* _Task requirements_:
Turn every line of the data below into a numbered list, omitting any blank lines.

* _Data provided_:
- - - -
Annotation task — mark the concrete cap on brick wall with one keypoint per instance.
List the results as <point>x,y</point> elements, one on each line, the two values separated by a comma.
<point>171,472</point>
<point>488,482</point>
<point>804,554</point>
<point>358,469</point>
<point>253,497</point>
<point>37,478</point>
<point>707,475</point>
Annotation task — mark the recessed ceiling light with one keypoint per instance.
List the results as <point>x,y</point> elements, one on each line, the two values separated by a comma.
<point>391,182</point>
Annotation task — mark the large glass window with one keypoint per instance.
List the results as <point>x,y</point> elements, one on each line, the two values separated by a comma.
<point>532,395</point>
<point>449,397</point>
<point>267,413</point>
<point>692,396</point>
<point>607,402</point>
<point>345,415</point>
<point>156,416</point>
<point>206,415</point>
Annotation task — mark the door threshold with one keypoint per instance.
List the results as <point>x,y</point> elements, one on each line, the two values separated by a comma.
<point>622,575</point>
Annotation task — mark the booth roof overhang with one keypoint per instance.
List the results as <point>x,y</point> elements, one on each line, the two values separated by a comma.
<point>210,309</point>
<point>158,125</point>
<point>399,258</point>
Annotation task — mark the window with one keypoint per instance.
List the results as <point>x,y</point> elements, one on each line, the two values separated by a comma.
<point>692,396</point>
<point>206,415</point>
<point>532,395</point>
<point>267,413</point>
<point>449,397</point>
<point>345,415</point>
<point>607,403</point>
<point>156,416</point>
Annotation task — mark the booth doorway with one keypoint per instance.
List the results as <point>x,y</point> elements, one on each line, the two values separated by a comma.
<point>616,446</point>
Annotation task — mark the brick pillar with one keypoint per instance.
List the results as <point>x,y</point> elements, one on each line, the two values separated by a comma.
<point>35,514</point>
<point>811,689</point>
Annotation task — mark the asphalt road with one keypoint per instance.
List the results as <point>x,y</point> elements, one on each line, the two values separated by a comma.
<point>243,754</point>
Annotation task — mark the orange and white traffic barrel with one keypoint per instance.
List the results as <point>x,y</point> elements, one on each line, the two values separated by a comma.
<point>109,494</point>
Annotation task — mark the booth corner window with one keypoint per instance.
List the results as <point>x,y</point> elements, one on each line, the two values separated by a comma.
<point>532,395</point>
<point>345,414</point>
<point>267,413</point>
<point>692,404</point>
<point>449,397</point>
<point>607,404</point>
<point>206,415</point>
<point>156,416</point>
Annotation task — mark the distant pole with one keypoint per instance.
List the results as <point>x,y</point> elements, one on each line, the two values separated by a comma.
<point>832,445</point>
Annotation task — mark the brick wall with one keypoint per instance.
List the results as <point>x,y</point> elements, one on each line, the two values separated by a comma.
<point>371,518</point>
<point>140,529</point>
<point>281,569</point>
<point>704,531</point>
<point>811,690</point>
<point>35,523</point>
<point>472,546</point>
- - - -
* _Result below_:
1. Annotation task — mark the concrete cap on brick wall with one keypoint per instance.
2. List the results as <point>x,y</point> elements, one on each line, the two values separated by a comma.
3. <point>171,472</point>
4. <point>488,482</point>
5. <point>804,554</point>
6. <point>358,469</point>
7. <point>253,497</point>
8. <point>37,478</point>
9. <point>707,475</point>
10. Annotation task — mark the recessed ceiling light with one keypoint per instance.
11. List the results as <point>x,y</point> elements, one on each line, the two values separated by a comma.
12. <point>391,182</point>
13. Annotation task — mark the large glass window with one keypoint per instance.
14. List the results as <point>x,y</point> elements, one on each line, the two values separated by a comma.
15. <point>532,395</point>
16. <point>449,397</point>
17. <point>267,413</point>
18. <point>692,396</point>
19. <point>607,402</point>
20. <point>345,415</point>
21. <point>156,416</point>
22. <point>206,415</point>
23. Annotation task — mark the door threshold with one keypoint per instance.
24. List the results as <point>x,y</point> elements, one on each line, the two values separated by a comma.
25. <point>622,575</point>
26. Annotation task — mark the booth roof overhang with one keypoint per instance.
27. List the results as <point>x,y</point> elements, one on each line, the two values separated by a comma.
28. <point>210,309</point>
29. <point>158,125</point>
30. <point>399,258</point>
31. Annotation task — mark the window with one keypoint per instance.
32. List the results as <point>x,y</point> elements, one on each line, the two values separated by a comma.
33. <point>692,396</point>
34. <point>206,415</point>
35. <point>532,395</point>
36. <point>267,413</point>
37. <point>449,397</point>
38. <point>345,415</point>
39. <point>607,403</point>
40. <point>156,416</point>
41. Annotation task — mark the booth doorway with one keypoint per instance.
42. List the results as <point>x,y</point> elements, one on each line, the two values separated by a comma.
43. <point>616,446</point>
44. Annotation task — mark the brick pillar with one keypoint per instance.
45. List the results as <point>x,y</point> elements, one on each line, the two values separated by a comma.
46. <point>35,514</point>
47. <point>811,689</point>
48. Annotation task — mark the asphalt road with one keypoint per instance.
49. List the results as <point>x,y</point> elements, one on each line, the two values separated by a comma.
50. <point>243,754</point>
51. Annotation task — mark the orange and white traffic barrel with one keypoint per instance.
52. List the results as <point>x,y</point> elements, one on each line, the two values separated by a comma.
53. <point>109,494</point>
54. Annotation task — mark the booth corner window with one keypoint per instance.
55. List the results as <point>x,y</point> elements, one on each line, the two values separated by a comma.
56. <point>532,395</point>
57. <point>345,414</point>
58. <point>267,413</point>
59. <point>692,404</point>
60. <point>449,397</point>
61. <point>607,404</point>
62. <point>206,415</point>
63. <point>156,416</point>
64. Annotation task — mark the distant pole with one keypoint per instance.
65. List the results as <point>x,y</point> elements, one on each line, the two values separated by a comma.
66. <point>832,445</point>
67. Annotation task — mark the brick wall with one keypoint per instance.
68. List the results as <point>x,y</point> elements, one on each line, the two values separated by a comma.
69. <point>371,518</point>
70. <point>140,529</point>
71. <point>281,569</point>
72. <point>704,531</point>
73. <point>811,690</point>
74. <point>35,523</point>
75. <point>472,546</point>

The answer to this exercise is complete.